> [REQUIREMENT 1]:
List every article of clothing or footwear named in the passage on culture and development in Uganda.
> [REQUIREMENT 2]:
Continue the passage on culture and development in Uganda from the point where it stops.

[[ PAGE EXCERPT open ]]

Many people talk about cultural sensitivity in mission and development work, and rightly so, but it is important to remember that culture is alive and organic. In some traditional areas, particularly with some of the tribes originating in the West of the country who keep cattle, ladies with large stores of fat around their middle and behind are considered particularly attractive. Yet in Kampala, the more ‘Western’ concept of skinny ladies with heels and tight trousers is viewed as the goal.
I was also struck by how Uganda is changing – or to be more precise, how some of Uganda is changing. Kampala is developing – and slowly resembling the traffic jams and multicultural milieu that is seen in so many cities across the globe today. Meanwhile in the rural areas there are large areas with very little development and very little change demonstrable for many years. Whether one’s goal is large padding to sit on, or suitability for tight leggings is not particularly critical. However the development of Kampala in a manner out of kilter with the rest of the country certainly does produce difficulties. With some people in Kampala driving large shiny German automobiles and sporting Italian suits, it is understandable that some from the rural areas move to town to make their fortune – and often end up much worse off than if they had stayed subsisting on their farm surrounded by friends and family.

[[ PAGE EXCERPT closed ]]
[[ INFORMATION SUPPLIED open ]]

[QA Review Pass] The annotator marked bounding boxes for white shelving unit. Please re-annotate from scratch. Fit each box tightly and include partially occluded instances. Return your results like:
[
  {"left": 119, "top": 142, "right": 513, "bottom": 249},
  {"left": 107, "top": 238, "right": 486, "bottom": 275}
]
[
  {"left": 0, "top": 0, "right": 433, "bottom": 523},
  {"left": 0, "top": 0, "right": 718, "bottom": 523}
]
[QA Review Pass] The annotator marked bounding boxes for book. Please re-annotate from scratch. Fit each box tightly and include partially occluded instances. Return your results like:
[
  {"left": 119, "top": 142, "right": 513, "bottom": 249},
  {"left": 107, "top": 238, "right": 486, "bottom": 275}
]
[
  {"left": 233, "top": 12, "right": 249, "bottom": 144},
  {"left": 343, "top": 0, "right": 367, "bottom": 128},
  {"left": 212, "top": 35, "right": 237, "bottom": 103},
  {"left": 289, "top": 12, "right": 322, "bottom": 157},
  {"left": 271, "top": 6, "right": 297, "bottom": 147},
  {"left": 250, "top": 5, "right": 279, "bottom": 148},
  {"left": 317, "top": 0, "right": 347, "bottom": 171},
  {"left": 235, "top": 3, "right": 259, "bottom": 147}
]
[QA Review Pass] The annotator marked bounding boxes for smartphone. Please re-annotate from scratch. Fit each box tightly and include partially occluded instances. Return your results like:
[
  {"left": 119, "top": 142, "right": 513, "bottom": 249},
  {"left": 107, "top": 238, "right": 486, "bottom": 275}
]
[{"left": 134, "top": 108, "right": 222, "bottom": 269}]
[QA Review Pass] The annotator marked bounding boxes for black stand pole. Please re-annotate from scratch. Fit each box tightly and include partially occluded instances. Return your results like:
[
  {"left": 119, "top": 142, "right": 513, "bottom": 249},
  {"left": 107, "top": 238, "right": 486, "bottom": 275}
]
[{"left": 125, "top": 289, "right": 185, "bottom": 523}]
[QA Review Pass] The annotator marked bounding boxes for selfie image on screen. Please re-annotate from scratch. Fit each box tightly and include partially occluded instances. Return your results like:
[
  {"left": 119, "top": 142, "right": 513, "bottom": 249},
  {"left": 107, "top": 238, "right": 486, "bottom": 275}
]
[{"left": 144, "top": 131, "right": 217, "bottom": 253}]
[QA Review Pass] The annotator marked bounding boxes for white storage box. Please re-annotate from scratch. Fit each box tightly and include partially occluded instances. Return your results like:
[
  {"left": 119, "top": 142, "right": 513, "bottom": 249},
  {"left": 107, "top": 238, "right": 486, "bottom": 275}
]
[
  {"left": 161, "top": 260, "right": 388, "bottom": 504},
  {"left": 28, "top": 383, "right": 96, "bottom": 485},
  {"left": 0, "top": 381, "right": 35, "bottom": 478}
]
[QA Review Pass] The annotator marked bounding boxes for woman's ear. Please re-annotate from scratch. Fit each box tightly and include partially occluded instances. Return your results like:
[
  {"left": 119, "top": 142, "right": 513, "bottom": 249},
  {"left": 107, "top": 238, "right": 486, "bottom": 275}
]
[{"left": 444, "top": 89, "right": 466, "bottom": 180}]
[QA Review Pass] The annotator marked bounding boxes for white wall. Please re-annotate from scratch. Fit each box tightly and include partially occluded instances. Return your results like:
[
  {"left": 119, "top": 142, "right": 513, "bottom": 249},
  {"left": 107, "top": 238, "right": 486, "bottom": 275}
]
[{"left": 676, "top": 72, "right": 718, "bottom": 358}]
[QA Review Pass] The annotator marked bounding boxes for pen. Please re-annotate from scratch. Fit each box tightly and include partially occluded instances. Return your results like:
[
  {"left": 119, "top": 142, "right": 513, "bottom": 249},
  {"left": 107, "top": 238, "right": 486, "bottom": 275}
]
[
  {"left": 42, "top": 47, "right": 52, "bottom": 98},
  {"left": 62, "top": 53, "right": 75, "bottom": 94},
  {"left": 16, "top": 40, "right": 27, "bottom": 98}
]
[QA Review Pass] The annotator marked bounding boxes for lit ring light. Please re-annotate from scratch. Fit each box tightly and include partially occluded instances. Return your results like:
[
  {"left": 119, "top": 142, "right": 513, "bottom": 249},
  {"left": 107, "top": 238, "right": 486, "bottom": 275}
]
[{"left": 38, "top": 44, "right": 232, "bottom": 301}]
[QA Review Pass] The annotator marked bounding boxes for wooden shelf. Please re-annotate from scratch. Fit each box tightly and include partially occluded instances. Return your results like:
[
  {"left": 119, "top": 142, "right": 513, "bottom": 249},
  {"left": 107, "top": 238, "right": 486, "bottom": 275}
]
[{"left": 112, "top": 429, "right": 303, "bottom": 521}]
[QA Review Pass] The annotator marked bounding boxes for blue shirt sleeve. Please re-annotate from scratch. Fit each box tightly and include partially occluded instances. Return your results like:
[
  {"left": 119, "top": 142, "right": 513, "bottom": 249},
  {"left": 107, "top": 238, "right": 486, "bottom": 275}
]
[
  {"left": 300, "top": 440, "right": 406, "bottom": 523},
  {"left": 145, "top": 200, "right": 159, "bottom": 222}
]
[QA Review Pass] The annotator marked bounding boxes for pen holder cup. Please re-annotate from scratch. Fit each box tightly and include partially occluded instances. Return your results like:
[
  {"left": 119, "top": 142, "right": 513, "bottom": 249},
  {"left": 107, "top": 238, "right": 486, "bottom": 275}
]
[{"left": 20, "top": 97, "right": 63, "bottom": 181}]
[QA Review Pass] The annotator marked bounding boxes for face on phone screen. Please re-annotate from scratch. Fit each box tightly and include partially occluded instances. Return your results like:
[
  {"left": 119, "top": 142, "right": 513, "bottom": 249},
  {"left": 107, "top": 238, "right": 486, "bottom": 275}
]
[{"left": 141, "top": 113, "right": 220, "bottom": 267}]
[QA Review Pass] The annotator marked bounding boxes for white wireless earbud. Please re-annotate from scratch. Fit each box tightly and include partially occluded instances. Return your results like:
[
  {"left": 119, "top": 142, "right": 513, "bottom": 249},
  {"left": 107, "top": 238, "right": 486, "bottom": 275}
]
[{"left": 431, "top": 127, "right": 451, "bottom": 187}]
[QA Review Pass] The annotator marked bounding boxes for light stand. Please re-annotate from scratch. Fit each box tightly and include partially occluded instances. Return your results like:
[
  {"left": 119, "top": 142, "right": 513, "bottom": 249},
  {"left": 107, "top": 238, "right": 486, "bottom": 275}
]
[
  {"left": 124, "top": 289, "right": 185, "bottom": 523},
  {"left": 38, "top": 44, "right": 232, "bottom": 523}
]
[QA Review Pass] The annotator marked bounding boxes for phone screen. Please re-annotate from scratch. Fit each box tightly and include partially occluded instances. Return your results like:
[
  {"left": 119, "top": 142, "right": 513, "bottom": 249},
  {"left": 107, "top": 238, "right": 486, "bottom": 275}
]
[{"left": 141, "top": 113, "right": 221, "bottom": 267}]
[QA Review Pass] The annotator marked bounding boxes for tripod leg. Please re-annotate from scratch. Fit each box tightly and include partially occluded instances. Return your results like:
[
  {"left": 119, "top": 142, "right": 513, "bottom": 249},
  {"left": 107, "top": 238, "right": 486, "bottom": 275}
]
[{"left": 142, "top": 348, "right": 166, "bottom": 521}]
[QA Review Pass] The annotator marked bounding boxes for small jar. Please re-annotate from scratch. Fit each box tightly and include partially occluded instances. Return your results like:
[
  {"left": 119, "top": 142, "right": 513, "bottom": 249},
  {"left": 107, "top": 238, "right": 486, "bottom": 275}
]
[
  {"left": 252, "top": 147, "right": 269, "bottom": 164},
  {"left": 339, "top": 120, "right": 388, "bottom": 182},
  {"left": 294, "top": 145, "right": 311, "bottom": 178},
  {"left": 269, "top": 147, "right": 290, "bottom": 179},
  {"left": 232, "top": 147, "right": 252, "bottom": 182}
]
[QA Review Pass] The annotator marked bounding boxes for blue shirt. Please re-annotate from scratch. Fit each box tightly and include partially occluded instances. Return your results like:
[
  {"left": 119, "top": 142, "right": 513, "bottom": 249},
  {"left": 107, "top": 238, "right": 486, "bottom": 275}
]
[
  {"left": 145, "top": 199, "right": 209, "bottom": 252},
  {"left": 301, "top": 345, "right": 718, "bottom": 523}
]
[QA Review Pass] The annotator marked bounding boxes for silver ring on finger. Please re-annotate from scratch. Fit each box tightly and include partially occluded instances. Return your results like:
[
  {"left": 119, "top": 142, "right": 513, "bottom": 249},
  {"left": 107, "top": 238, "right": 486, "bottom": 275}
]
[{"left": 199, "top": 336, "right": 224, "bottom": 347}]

[[ INFORMATION SUPPLIED closed ]]

> [FINAL ANSWER 1]:
heels, tight trousers, tight leggings, Italian suits

> [FINAL ANSWER 2]:
The sirens from the city are also an ever present lure to the unwary health professional tempted by large income and less work. The value of working up country is indisputable to all, but the personal lifestyle and family opportunity costs are very real, and are too much for some. Thus 80% of the countries health professionals continue to reside in cities where 20% of the population live.
Do I have a solution if our presidents in waiting Obama or McCain are reading….well no. But sadly a lot of the ‘development’ in Kampala is driven by aid dollars (indeed often AIDS dollars.) Clearly I think that mission/development/aid are good things – when well done. Sadly when not well done they can be deeply unhelpful.
So what is well done mission development? For that you’ll need to take me out for a drink when you next see me and we can talk about it properly.